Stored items
++++++
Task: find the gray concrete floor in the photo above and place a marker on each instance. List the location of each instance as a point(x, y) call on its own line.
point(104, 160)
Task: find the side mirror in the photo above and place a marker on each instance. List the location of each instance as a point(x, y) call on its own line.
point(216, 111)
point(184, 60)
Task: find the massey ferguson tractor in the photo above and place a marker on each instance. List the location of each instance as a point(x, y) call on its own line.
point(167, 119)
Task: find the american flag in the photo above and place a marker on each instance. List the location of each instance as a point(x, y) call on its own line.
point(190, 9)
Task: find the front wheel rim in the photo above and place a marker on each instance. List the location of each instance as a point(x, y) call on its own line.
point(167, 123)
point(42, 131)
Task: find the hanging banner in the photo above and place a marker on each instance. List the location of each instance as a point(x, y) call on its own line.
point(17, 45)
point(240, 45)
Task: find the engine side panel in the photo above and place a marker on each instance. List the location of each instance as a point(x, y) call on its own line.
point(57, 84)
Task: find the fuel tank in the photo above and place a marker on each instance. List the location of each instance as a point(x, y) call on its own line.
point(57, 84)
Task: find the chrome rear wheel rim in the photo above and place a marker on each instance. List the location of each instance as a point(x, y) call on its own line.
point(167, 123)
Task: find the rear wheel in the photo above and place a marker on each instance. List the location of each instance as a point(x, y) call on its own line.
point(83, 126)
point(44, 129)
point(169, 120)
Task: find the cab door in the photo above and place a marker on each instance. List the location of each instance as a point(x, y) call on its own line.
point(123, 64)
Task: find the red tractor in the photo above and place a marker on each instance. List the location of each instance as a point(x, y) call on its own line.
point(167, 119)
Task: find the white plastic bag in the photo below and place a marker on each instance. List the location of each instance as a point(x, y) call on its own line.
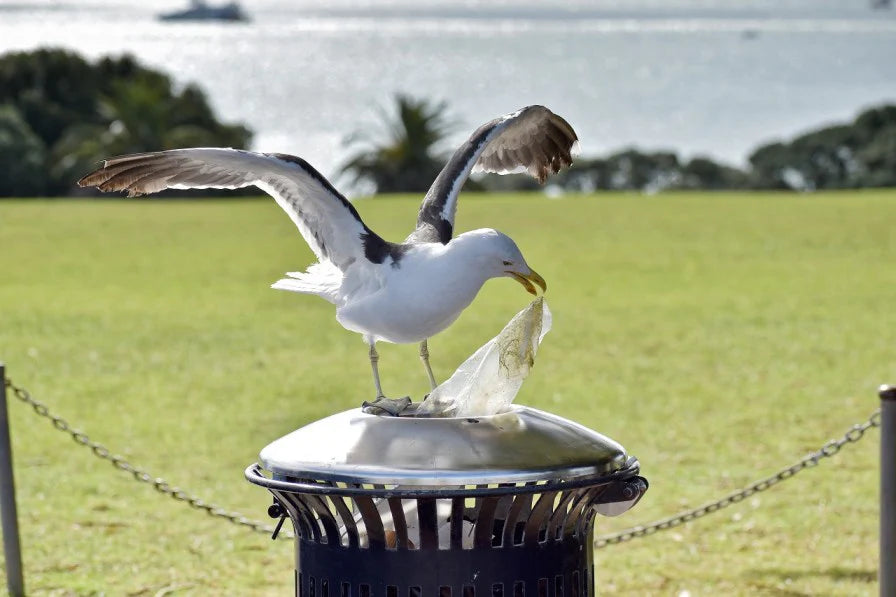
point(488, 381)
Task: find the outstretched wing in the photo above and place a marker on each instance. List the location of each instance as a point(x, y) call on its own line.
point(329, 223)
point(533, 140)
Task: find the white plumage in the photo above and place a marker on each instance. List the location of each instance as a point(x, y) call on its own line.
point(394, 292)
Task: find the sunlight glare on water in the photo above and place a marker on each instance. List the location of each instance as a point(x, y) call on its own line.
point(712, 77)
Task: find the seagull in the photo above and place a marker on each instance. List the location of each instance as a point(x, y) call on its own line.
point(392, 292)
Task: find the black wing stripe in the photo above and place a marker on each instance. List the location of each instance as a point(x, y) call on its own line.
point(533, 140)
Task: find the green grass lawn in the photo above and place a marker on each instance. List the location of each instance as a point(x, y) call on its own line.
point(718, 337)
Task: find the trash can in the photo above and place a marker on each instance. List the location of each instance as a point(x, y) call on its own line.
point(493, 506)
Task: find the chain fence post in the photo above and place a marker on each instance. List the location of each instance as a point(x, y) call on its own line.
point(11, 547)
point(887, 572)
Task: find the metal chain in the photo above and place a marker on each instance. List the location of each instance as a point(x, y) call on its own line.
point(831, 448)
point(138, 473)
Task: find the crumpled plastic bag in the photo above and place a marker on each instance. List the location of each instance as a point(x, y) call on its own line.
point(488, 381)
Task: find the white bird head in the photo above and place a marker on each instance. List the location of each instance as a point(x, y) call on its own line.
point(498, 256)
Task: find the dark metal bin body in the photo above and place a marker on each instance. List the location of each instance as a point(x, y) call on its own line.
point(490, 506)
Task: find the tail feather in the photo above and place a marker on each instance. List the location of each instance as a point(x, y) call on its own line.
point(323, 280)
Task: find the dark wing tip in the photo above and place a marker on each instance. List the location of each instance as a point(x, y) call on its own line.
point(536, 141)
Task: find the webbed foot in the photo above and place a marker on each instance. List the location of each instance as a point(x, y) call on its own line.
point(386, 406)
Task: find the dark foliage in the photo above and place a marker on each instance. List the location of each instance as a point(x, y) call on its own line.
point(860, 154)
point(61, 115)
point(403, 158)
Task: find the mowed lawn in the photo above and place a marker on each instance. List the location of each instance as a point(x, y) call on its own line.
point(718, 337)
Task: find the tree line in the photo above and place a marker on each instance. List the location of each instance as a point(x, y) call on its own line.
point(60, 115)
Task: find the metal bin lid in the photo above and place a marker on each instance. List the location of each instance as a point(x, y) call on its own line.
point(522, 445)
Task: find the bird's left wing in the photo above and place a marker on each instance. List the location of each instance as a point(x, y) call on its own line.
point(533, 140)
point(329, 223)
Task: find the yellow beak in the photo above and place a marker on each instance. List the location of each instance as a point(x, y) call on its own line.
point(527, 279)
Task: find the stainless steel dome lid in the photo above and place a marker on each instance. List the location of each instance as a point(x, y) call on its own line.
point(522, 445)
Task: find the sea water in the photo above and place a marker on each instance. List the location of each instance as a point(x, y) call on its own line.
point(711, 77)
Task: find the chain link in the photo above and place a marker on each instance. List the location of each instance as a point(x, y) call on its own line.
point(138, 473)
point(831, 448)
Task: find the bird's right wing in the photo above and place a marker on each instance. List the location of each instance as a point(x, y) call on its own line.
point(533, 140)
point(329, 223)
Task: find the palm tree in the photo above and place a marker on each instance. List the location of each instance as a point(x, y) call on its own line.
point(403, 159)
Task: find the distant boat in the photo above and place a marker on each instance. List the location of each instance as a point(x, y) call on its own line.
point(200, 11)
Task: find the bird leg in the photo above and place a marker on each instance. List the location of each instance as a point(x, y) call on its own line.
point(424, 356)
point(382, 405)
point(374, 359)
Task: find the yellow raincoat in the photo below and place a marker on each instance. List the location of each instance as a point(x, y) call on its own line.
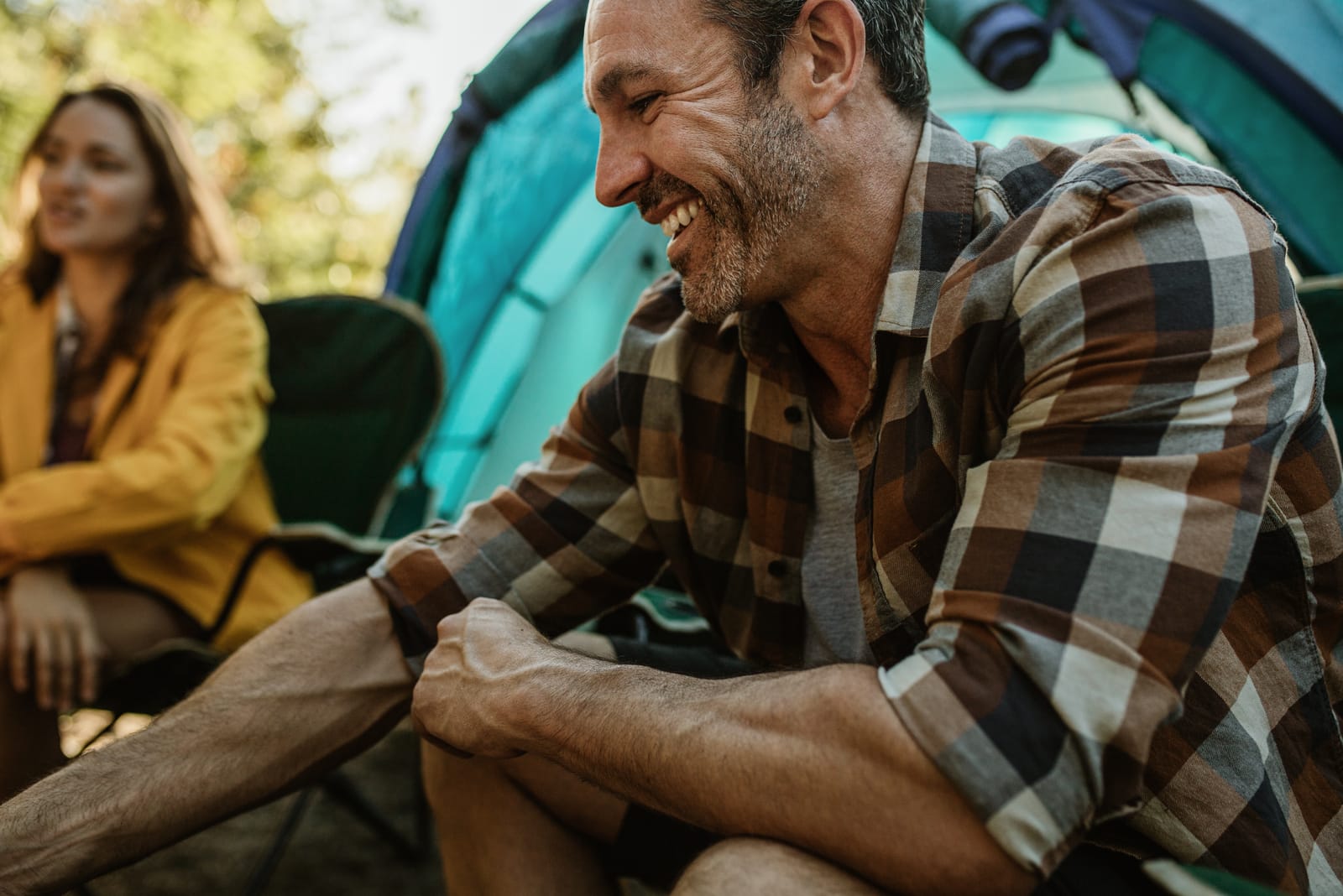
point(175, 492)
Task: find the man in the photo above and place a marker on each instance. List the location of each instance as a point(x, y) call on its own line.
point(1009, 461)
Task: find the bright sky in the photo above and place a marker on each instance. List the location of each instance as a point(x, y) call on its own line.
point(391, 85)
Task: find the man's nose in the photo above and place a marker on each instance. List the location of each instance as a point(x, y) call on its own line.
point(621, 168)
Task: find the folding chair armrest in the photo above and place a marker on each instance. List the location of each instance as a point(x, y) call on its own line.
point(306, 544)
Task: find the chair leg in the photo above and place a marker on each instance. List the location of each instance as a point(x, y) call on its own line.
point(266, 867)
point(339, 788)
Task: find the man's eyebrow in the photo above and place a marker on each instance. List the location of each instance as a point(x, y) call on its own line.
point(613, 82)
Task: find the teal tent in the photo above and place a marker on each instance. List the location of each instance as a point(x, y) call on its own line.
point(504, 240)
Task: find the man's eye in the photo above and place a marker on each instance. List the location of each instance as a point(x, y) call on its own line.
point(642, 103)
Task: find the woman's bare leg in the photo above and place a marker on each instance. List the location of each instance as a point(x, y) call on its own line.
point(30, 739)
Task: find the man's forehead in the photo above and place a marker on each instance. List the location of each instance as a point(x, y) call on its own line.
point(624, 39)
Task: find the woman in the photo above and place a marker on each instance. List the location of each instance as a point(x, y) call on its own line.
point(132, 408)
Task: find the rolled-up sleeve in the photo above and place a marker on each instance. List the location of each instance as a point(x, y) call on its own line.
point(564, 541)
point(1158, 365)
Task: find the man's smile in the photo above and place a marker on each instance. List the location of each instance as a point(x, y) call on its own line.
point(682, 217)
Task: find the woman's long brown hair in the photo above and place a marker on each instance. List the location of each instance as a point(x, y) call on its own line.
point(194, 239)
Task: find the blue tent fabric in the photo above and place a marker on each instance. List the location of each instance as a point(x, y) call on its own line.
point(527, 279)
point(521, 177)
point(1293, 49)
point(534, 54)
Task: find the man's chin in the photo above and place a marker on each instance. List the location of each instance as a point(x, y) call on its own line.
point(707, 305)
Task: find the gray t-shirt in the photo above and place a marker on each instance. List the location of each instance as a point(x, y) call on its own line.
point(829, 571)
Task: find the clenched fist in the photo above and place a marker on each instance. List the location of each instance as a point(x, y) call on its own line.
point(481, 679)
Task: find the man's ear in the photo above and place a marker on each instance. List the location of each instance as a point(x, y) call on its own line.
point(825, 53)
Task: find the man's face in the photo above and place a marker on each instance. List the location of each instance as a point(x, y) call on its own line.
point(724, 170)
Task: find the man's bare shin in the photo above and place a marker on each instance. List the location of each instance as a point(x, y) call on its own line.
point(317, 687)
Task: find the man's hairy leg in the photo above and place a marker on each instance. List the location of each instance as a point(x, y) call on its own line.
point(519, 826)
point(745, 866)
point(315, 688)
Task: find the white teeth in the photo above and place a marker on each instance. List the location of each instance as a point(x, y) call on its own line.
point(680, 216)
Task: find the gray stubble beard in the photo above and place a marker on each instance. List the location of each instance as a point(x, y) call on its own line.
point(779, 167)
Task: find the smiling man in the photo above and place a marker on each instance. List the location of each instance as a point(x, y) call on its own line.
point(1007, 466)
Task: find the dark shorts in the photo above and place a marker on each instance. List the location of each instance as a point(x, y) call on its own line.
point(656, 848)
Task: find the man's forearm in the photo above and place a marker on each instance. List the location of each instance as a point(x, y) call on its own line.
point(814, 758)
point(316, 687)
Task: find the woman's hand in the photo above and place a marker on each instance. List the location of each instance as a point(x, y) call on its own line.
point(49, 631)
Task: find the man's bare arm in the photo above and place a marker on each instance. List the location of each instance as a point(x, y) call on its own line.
++++++
§ What you are asked to do
Rewrite the records starting at the line with "Task: find the chain link" and ending at the line with "point(403, 159)", substituting "coconut palm" for "palm tree" and leaving everything else in those lines unchanged.

§ Completed exercise
Task: find the chain link in the photo above and place a marker on each instance. List the location of each instance as a point(x, y) call on its own line.
point(138, 473)
point(831, 448)
Task: find the bird's right wing in the photo above and place a marker on each instance. List the location of each instance as a point(x, y) call on its own line.
point(533, 140)
point(329, 223)
Task: find the coconut palm in the photo above and place a marker on each instance. List the location of each instance as a point(x, y) call on its own line.
point(403, 159)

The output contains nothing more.